## Task details
Copy every line below without changing anything.

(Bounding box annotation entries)

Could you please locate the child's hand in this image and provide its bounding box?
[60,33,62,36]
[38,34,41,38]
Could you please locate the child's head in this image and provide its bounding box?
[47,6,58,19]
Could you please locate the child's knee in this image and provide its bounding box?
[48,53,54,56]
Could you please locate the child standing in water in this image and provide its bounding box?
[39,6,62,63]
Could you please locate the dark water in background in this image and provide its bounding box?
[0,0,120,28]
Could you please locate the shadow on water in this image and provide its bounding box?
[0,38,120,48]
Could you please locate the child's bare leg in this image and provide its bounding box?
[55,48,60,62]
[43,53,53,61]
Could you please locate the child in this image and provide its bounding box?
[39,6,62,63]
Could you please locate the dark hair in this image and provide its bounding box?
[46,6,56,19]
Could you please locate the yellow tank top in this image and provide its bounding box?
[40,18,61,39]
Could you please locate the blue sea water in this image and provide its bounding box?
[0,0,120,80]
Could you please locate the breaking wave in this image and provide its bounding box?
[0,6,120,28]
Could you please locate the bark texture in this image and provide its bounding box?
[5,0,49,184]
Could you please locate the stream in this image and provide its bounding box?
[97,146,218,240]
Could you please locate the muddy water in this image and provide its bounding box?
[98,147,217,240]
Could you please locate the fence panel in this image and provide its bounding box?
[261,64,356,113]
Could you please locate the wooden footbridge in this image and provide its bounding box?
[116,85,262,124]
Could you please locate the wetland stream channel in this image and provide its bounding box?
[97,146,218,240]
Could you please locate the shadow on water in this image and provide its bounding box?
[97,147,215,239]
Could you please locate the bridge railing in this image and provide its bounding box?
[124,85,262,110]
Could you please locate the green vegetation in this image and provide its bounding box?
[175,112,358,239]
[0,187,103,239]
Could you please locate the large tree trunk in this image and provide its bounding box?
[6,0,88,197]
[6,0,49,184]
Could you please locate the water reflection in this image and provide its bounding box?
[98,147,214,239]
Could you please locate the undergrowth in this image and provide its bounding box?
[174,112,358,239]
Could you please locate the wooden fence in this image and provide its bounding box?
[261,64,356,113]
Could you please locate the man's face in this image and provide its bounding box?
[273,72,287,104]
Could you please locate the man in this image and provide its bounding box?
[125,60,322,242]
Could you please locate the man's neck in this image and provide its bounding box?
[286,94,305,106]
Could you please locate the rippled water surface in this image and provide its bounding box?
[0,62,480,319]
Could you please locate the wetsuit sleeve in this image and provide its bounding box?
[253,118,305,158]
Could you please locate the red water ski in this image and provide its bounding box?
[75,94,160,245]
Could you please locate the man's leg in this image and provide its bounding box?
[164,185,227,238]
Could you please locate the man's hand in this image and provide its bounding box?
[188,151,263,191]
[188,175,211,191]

## Problem solution
Could you please locate the child's hand in this image and provide its bounding box?
[60,33,62,36]
[38,34,41,38]
Could you please locate the child's head in this image and provide its bounding box?
[47,6,58,19]
Could you please locate the child's knee in this image and provide its bounding box?
[48,53,54,56]
Could you please locate the child standing in water in this image and provide its bounding box?
[39,6,62,63]
Could you please locate the dark water in background in this image and provide its bounding box?
[0,0,120,28]
Could you please locate the shadow on water in this image and provide its bounding box?
[0,38,120,48]
Could you please locate the child's bare leg in this image and provide its bounding box?
[55,48,60,62]
[43,53,53,61]
Could you please locate the child in this image and provide its bounding box?
[39,6,62,63]
Could you please locate the dark hair in this image and provide its bounding box?
[46,6,56,19]
Could you please locate the yellow tank top in this image and provide its bounding box?
[40,18,61,39]
Could you please locate the blue sea water in this image and provide its bounding box?
[0,0,120,80]
Could you please locate the breaking wave in this image and provide its bounding box?
[0,6,120,28]
Could you please locate the bark texture in this image and provide its bounding box?
[5,0,49,184]
Could you please locate the stream in this image and provide its bounding box?
[97,146,218,240]
Could you please locate the muddy water in this image and provide its bounding box?
[98,147,217,240]
Could you please locate the fence panel in this image and provide its bounding box?
[261,64,356,113]
Could you please locate the wooden footbridge in this image and provide its bounding box?
[116,85,262,124]
Could you please locate the wetland stream channel in this image and provide its bounding box?
[97,146,218,240]
Could you please locate the shadow on water in this image and provide its bounding box?
[97,147,215,239]
Could you please locate the bridge railing in this image and provide its bounding box?
[124,85,262,110]
Could you please locate the green vegetation in this image and provide its bounding box?
[175,112,358,239]
[0,187,103,239]
Could you please locate the large tree trunk in this image and provide its bounding box?
[6,0,88,197]
[6,0,49,184]
Could you please locate the water reflection in this image and provide its bounding box?
[98,147,214,239]
Could you please locate the undergrowth in this image and provide its bounding box?
[174,112,358,239]
Could you please locate the wooden fence in this image and provide its bounding box?
[261,64,356,113]
Could you please locate the man's face in this image and provide its bounding box?
[273,72,287,104]
Could you please locate the man in this image and provide its bounding box?
[125,60,322,242]
Could you please locate the man's neck in this image and provide its bounding box?
[286,94,305,106]
Could you please locate the rippled water surface in this image and provide its bounding box?
[0,62,480,319]
Could you please locate the wetsuit sleeve in this image and provide its bounding box?
[253,118,305,158]
Could you please locate the red water ski in this image and provide its bounding box?
[75,94,160,245]
Could you please locate the man's leg in this image and provide its bounding box?
[164,185,227,238]
Could you please locate the man's hand in this image and provide its bounding box?
[188,151,263,191]
[188,175,211,191]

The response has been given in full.